*** Opening Given records ***
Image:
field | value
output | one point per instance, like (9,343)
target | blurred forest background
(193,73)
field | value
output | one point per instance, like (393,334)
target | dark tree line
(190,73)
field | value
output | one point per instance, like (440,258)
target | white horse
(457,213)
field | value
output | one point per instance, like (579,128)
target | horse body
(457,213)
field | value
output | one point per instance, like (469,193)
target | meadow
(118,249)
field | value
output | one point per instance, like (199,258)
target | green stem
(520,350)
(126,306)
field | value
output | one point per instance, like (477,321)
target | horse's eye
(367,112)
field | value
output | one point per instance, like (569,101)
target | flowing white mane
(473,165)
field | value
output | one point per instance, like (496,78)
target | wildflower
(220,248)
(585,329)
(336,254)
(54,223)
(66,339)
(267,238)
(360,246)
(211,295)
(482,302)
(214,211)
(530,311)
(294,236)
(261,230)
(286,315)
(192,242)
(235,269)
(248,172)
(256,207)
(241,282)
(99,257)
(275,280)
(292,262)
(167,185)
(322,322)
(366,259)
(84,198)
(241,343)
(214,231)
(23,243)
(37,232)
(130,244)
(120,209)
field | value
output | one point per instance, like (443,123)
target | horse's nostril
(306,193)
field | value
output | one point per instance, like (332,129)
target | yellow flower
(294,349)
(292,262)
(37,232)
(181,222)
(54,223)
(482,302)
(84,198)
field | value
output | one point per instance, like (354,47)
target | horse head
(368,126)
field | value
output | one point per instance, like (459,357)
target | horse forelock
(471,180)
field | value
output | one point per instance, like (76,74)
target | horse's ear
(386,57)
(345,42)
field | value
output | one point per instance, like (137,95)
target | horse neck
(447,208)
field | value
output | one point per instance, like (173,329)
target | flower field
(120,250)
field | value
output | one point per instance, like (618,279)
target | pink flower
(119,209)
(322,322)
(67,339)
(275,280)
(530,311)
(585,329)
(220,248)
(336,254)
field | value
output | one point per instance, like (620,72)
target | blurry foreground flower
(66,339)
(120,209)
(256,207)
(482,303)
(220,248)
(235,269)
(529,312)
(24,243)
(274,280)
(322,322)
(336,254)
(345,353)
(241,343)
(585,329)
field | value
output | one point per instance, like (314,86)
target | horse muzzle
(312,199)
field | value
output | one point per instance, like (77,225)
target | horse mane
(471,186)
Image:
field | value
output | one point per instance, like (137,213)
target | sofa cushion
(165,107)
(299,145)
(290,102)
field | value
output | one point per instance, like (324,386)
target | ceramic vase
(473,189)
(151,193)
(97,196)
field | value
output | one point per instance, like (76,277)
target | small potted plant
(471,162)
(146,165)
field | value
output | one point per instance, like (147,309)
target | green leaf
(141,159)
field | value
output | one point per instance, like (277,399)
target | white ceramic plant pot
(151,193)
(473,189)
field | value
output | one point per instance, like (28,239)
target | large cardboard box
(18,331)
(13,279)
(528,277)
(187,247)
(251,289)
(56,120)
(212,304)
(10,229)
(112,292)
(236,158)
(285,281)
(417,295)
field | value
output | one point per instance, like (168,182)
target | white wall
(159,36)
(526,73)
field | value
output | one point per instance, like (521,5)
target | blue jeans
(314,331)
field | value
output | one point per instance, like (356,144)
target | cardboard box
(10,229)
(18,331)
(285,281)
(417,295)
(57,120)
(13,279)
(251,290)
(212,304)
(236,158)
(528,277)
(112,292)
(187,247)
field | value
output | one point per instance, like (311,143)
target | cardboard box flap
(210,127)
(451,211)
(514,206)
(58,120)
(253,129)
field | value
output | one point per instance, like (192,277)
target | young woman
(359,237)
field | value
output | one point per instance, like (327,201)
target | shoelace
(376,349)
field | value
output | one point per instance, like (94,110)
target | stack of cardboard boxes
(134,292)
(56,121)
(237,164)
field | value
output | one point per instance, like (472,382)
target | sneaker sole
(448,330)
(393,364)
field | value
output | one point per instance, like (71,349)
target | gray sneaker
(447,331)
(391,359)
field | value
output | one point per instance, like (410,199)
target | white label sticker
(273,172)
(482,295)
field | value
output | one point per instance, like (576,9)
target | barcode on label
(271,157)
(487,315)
*** Closing Given records ***
Task objective: In the data above, find the line that contains "target | sofa cushion" and the line that contains "output | one point per instance, like (76,277)". Repeat exactly those lines and every line between them, and only those.

Output:
target | sofa cushion
(165,107)
(299,145)
(290,102)
field | value
output | one point per instance, like (324,386)
target | ceramic vase
(473,189)
(151,193)
(97,196)
field | value
output | one point per instance, like (76,277)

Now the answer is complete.